§ **Dataset excerpts**

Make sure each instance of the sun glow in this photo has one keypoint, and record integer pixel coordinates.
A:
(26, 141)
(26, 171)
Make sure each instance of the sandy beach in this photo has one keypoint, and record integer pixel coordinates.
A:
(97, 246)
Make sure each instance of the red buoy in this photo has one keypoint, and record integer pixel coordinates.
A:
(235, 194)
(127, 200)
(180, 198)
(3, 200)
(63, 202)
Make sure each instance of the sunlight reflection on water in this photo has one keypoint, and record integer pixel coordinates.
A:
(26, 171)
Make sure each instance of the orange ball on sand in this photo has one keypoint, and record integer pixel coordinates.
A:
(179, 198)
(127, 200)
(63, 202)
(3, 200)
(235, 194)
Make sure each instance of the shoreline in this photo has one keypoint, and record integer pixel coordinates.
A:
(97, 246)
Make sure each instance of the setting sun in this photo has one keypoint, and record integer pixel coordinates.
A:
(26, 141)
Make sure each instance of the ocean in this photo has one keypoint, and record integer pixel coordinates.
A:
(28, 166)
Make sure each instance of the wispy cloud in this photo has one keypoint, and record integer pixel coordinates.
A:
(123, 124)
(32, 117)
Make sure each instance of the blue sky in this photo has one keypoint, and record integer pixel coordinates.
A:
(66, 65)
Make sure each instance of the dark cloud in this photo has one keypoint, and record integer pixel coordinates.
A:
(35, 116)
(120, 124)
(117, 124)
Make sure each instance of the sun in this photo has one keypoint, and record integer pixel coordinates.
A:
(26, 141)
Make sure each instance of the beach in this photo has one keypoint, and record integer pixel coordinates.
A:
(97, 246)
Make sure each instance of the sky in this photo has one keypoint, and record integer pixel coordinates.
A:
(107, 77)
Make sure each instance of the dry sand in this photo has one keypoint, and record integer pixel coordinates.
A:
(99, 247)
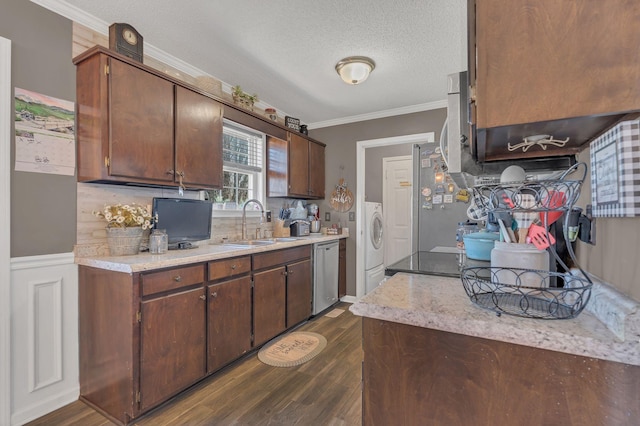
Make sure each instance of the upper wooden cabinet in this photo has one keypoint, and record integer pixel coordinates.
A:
(135, 126)
(561, 68)
(295, 167)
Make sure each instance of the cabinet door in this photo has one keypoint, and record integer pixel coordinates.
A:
(268, 304)
(172, 346)
(298, 165)
(316, 170)
(141, 124)
(198, 139)
(229, 318)
(342, 268)
(298, 292)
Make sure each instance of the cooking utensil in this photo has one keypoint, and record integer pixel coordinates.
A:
(522, 216)
(555, 200)
(540, 237)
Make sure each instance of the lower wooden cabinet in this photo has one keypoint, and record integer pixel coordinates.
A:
(145, 337)
(172, 345)
(299, 292)
(268, 304)
(229, 320)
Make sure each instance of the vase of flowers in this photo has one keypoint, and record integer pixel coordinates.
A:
(125, 226)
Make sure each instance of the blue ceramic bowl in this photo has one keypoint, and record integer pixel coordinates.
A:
(478, 245)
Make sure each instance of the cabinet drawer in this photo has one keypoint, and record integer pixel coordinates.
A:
(157, 282)
(226, 268)
(280, 257)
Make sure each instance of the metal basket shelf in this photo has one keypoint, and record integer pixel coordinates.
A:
(484, 287)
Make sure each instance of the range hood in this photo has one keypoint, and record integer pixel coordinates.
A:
(459, 151)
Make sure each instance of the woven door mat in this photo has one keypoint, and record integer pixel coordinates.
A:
(292, 349)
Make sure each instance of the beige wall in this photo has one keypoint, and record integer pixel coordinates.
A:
(615, 257)
(341, 161)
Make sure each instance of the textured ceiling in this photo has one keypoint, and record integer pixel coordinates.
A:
(286, 50)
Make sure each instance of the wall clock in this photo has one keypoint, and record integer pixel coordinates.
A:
(124, 39)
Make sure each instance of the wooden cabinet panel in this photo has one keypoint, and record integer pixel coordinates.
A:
(141, 123)
(498, 383)
(549, 67)
(172, 345)
(298, 166)
(280, 257)
(299, 292)
(228, 268)
(269, 301)
(155, 282)
(342, 268)
(229, 320)
(316, 170)
(198, 139)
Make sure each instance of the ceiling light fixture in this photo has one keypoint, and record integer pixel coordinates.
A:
(355, 69)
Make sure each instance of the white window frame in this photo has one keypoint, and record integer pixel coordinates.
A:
(258, 179)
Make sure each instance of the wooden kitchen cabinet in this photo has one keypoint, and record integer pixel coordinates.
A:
(342, 268)
(295, 167)
(229, 311)
(135, 126)
(172, 345)
(414, 376)
(565, 69)
(299, 292)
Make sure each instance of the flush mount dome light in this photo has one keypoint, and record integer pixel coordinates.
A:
(355, 69)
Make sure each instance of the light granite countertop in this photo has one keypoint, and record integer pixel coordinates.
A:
(441, 303)
(203, 253)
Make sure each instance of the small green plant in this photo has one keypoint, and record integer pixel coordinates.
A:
(245, 99)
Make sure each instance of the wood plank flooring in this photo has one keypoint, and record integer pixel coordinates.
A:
(324, 391)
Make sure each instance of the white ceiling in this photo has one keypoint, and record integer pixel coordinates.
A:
(286, 50)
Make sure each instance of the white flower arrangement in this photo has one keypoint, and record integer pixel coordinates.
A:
(125, 216)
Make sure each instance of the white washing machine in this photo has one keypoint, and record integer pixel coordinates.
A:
(373, 247)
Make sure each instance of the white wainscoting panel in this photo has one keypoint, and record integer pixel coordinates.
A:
(44, 335)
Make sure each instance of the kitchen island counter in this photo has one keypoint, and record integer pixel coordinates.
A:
(440, 303)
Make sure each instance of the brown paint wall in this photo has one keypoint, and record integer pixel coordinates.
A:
(340, 152)
(43, 206)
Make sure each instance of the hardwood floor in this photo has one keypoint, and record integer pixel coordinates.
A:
(324, 391)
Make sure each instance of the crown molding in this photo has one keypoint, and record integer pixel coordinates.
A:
(380, 114)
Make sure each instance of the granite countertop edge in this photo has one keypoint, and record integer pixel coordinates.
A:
(440, 303)
(205, 252)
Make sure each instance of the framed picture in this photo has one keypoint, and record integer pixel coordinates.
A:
(615, 171)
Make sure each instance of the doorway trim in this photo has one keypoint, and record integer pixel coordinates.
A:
(6, 101)
(361, 146)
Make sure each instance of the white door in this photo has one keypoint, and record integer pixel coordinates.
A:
(397, 199)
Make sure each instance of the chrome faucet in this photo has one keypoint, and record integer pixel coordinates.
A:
(244, 216)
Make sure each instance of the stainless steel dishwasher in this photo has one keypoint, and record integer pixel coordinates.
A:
(325, 275)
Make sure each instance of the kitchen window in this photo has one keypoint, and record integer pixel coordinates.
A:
(243, 159)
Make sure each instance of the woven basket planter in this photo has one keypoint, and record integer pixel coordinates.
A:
(124, 241)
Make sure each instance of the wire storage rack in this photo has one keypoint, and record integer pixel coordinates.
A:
(524, 292)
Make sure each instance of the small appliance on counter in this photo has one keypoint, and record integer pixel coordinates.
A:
(299, 228)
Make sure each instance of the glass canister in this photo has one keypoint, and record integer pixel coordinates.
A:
(158, 241)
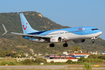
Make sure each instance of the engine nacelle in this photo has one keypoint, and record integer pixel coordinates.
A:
(56, 39)
(79, 41)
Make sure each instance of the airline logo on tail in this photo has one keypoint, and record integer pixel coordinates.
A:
(25, 27)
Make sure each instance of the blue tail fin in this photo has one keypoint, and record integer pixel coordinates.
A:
(25, 25)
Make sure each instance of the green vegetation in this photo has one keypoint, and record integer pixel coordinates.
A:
(27, 62)
(87, 66)
(18, 44)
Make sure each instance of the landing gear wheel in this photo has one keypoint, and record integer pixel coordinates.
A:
(51, 45)
(65, 45)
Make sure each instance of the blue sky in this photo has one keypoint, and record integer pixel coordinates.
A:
(71, 13)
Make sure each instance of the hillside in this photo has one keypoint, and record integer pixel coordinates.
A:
(41, 23)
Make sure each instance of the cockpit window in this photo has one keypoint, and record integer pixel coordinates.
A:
(95, 29)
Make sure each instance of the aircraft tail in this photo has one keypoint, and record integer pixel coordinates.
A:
(25, 25)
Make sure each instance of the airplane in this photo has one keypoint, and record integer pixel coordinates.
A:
(75, 34)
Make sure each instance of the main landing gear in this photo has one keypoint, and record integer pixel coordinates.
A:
(64, 45)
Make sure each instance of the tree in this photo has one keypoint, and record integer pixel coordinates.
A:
(76, 48)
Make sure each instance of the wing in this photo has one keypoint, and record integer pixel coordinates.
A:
(32, 36)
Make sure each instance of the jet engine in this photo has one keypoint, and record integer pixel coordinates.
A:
(79, 41)
(56, 39)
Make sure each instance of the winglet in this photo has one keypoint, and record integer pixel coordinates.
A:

§ **What is needed**
Filter by the word "wooden": copy every line of the data that holds it.

§ **Answer space**
Make sure each instance of the upper wooden cabinet in this photo has one keypoint, and record integer pixel coordinates.
Make sure each instance of the lower wooden cabinet in this photo has one keypoint, and record integer pixel coordinates.
Make sure each instance of the wooden cabinet panel in this photo has one keypoint, and record integer pixel coordinates.
Make sure each instance of the wooden kitchen cabinet in this photo has one keypoint, and record integer pixel coordinates.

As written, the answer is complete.